Change "outline" to "boundary" throughout the records below, and reproduce them with everything else unaltered.

PROVIDED RECORDS »
-------------------------

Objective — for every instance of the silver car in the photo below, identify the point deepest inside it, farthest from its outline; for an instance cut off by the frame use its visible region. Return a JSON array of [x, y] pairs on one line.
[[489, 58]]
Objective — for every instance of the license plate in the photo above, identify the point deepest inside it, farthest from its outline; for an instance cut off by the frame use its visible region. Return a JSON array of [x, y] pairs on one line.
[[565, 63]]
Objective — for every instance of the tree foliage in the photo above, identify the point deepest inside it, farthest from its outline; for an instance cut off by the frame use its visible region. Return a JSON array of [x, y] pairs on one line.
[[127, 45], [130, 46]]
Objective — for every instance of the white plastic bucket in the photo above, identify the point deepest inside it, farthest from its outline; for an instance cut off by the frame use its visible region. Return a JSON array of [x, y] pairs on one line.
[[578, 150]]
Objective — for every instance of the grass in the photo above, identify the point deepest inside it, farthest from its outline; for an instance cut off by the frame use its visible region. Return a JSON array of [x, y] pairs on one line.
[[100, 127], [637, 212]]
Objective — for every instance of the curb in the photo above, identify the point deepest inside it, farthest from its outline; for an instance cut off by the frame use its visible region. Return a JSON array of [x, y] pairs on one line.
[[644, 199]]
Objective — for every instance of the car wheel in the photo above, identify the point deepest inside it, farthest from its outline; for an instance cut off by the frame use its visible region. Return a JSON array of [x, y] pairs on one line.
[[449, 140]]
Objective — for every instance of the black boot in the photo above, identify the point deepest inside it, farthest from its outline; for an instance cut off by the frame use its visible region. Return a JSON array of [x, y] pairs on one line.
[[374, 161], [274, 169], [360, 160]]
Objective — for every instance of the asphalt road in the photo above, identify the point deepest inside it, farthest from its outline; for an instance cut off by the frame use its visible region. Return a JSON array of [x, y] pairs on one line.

-------------------------

RESULT »
Objective — for every instance of the silver car in the photo below, identify the point deepest inside it, farthest from its boundary; for an instance cut off by the frame use its visible region. Return a JSON array of [x, y] pairs on one line.
[[489, 58]]
Objective — for every instance of the license plate in the photo above, identify the point deepest inside it, farthest from its boundary; for an instance cut off by the frame use its visible region. Return a JSON array of [x, y] pairs on one line.
[[565, 63]]
Objective — for every instance of the tree foliage in the photo above, identify the point deepest inside it, farthest from its boundary; for an instance cut off by the frame use its visible region. Return a JSON array of [x, y] pairs on one line.
[[127, 45], [130, 46]]
Objective — for every instance of the white plastic bucket in the photo above, identify the point deepest inside it, farthest from its boundary; for an instance cut off by the frame use its visible region. Return a JSON array of [x, y] pairs on one line.
[[578, 150]]
Objective — for every instance of the grass in the photo above, identify the point deepest inside it, farthest from its boundary; for an instance cut off by the frame use its visible region. Return a JSON array of [x, y] pairs on one line.
[[100, 127], [637, 212]]
Objective — for every instance of the curb in the photo above, identify the point deepest inside it, farthest from its boundary; for an instance cut off by the frame use its visible region. Return a JSON array of [x, y] pairs on one line.
[[644, 199]]
Objective — for every instance of the car wheel in the photo above, identify the point deepest inside it, farthest from its boundary; for an instance cut off by the frame use its visible region. Return a JSON array of [x, y] pairs on one line.
[[449, 140]]
Objective — for every instance of the black boot in the photo above, identify the point deepest inside it, farthest from its boundary; for an instance cut off by the frame use its visible region. Return a JSON array of [x, y] pairs on one line.
[[374, 161], [274, 169], [360, 160]]
Objective — for every instance of the asphalt road in the photo above, identify the point deepest inside it, farthest from its boundary; for an instance cut off by the frame use its visible region. Return a JSON array of [x, y] pairs on one line.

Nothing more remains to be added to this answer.